Return an exact transcript of the material below from the line containing "Task: identify the wooden" through its final line, and no other lines.
Start of ENTRIES SUPPLIED
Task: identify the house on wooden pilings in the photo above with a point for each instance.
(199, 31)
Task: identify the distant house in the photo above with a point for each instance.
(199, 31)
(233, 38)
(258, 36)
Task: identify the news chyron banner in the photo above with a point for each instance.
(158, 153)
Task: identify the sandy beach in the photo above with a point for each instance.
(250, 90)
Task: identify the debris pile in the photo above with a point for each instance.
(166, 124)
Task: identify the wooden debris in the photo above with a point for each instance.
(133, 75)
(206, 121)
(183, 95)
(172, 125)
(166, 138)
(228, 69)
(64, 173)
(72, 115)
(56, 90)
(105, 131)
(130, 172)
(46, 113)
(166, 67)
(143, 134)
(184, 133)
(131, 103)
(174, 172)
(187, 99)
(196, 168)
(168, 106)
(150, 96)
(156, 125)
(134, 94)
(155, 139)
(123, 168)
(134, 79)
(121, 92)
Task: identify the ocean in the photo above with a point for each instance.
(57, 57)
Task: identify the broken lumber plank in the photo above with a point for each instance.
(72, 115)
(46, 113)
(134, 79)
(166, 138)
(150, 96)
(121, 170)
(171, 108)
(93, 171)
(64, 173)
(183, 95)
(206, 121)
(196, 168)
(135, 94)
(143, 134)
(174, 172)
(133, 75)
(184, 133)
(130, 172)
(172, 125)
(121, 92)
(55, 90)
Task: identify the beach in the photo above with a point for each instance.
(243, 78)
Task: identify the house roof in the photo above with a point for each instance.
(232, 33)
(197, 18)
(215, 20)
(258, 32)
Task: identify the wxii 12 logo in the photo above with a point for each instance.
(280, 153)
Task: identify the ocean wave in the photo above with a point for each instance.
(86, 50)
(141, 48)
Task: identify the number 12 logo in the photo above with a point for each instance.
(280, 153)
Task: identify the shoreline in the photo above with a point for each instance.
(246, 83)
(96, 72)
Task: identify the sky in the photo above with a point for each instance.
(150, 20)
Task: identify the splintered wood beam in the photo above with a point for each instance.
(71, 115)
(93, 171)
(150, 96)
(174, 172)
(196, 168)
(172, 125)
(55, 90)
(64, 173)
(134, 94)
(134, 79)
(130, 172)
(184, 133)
End of ENTRIES SUPPLIED
ANSWER
Task: identify the wooden debris in the photo above with a point for each instance.
(133, 75)
(206, 121)
(183, 95)
(172, 125)
(166, 138)
(228, 69)
(64, 173)
(72, 115)
(56, 90)
(105, 131)
(130, 172)
(46, 113)
(166, 67)
(143, 134)
(184, 133)
(131, 103)
(174, 172)
(187, 99)
(196, 168)
(168, 106)
(150, 96)
(156, 125)
(134, 94)
(155, 139)
(123, 168)
(134, 79)
(121, 92)
Task: identify the ocean in the photo above with a point for each instance.
(57, 57)
Task: identify the broken lumber plank in the photo above with a point for each instance.
(72, 115)
(46, 113)
(134, 79)
(166, 138)
(150, 96)
(121, 170)
(171, 108)
(93, 171)
(64, 173)
(183, 95)
(206, 121)
(196, 168)
(135, 94)
(143, 134)
(174, 172)
(133, 75)
(184, 133)
(130, 172)
(172, 125)
(121, 92)
(55, 90)
Task: identify the beach in the photo above with a point for each instance.
(243, 78)
Task: identify the house roof in the photo above with a point for each instance.
(232, 33)
(197, 18)
(215, 20)
(258, 32)
Task: identify the wxii 12 logo in the photo above with a point for each instance.
(280, 153)
Task: identify the ocean wave in the photo above with a point for each instance.
(86, 50)
(141, 48)
Task: identify the number 12 logo in the photo above with a point for each instance.
(280, 153)
Task: identify the shoreline in the photo above with a point for each instance.
(246, 83)
(96, 72)
Task: identify the sky in the photo above with a point for each instance.
(150, 20)
Task: identify the splintered wood beam in the photo above with a point for each instance.
(71, 115)
(93, 171)
(150, 96)
(174, 172)
(196, 168)
(172, 125)
(55, 90)
(64, 173)
(134, 94)
(134, 79)
(130, 172)
(184, 133)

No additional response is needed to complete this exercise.